_Record extracts:_
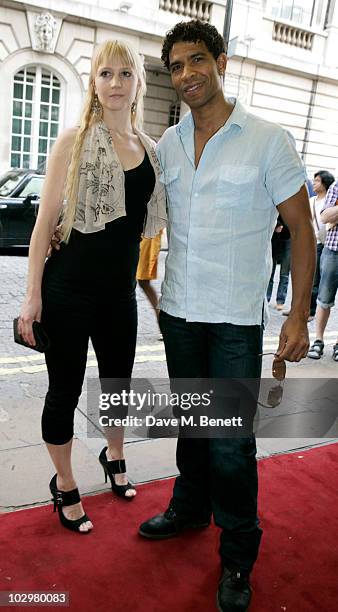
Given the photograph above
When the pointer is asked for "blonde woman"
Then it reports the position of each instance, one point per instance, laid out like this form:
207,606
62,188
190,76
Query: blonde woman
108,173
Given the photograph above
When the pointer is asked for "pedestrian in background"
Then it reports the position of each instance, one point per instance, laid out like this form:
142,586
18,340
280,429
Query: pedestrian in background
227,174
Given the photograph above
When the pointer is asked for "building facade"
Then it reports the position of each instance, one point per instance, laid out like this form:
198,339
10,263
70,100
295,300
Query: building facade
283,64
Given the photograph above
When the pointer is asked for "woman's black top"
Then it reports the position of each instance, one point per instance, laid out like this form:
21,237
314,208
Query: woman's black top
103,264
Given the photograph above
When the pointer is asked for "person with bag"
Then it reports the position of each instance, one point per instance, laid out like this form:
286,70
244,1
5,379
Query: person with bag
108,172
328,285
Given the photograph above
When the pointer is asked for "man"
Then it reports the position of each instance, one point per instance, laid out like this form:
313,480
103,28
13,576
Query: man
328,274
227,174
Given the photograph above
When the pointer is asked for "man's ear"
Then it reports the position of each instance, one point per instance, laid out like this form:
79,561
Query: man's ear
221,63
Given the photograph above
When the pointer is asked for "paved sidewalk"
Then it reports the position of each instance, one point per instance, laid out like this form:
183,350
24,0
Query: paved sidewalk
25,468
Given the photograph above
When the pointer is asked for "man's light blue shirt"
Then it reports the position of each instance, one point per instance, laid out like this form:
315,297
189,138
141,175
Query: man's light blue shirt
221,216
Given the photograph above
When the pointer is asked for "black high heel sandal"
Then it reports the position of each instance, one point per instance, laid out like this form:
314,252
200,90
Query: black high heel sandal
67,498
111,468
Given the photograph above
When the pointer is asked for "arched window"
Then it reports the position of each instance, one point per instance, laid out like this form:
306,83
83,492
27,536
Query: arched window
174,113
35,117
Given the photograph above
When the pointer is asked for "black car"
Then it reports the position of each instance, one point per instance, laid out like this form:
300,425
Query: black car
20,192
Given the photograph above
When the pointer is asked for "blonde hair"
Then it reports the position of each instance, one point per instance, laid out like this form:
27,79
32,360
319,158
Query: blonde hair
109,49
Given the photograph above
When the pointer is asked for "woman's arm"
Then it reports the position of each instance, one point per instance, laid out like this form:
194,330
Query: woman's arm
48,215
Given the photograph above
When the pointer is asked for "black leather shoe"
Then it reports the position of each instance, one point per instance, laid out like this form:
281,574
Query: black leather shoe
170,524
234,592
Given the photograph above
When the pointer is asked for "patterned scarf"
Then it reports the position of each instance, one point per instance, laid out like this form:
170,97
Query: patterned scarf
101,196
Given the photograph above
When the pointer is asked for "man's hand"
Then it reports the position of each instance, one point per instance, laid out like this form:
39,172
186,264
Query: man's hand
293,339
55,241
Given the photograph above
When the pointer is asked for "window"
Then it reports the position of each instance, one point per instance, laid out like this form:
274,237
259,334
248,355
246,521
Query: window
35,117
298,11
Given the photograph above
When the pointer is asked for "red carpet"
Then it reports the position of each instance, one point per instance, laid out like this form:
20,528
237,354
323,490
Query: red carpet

* * *

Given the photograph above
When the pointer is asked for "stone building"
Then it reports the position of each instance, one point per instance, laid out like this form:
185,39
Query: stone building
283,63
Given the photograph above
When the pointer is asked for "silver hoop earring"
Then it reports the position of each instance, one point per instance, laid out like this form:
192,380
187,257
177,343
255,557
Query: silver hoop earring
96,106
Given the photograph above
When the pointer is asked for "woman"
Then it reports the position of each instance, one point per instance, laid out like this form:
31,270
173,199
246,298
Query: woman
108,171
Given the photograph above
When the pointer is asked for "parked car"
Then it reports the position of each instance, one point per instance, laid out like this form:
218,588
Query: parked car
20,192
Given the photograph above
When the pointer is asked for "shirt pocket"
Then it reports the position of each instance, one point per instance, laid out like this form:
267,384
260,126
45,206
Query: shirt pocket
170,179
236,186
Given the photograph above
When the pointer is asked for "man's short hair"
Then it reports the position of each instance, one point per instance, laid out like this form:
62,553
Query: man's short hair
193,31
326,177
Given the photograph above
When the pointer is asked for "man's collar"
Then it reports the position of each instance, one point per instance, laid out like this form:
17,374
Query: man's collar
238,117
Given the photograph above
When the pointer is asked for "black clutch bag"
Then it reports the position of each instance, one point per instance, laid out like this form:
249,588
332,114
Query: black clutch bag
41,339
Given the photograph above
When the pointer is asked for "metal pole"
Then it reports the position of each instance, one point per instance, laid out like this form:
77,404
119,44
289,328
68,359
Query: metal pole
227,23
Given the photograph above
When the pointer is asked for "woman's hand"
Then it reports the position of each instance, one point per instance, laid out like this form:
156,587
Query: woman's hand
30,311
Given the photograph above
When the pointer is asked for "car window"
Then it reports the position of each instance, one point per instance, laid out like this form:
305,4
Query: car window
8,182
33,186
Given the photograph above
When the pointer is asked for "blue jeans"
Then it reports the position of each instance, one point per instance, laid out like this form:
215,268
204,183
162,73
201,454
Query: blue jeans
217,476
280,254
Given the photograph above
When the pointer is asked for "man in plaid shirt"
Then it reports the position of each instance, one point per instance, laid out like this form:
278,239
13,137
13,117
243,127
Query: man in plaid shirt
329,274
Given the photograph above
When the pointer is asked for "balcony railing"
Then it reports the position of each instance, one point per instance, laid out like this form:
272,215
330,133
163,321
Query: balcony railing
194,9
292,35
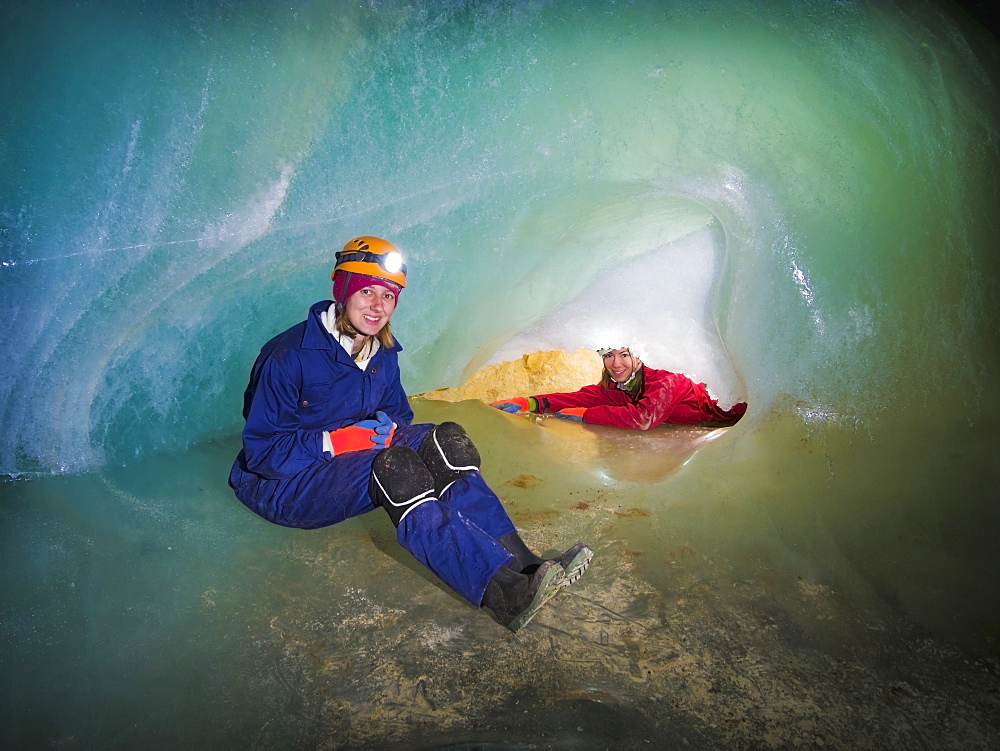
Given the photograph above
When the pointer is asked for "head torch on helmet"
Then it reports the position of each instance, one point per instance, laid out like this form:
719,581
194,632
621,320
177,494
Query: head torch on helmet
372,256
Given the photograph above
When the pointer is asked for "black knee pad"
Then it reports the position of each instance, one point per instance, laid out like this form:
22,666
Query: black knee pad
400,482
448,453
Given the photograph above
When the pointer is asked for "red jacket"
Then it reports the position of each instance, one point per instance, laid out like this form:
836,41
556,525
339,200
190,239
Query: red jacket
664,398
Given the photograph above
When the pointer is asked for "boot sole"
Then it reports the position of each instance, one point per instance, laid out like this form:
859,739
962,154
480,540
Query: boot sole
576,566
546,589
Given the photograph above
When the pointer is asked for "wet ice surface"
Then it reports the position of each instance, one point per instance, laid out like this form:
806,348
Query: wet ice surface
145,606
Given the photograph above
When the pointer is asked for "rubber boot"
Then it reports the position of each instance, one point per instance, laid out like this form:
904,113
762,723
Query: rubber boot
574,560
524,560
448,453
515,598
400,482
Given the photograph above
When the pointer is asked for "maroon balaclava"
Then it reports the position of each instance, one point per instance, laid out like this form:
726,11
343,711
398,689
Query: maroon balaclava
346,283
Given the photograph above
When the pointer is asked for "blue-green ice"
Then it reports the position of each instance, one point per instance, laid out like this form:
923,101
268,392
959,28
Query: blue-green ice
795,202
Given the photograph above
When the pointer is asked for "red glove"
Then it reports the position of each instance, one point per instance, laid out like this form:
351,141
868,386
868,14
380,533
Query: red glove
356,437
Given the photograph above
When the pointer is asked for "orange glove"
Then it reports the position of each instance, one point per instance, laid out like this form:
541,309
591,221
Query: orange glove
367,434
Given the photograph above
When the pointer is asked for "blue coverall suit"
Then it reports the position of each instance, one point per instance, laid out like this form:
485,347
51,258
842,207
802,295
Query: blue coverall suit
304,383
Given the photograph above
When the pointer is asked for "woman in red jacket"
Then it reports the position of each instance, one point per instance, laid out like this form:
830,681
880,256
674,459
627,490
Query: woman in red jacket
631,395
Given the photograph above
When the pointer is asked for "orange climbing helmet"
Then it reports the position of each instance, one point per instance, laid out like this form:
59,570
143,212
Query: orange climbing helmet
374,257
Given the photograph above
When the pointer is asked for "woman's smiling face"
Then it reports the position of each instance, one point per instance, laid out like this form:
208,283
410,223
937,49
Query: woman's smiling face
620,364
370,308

_The task:_
Your job is to return all lines above that hold the word "carpet".

_Answer space:_
When the pointer is asked for "red carpet"
Query: red carpet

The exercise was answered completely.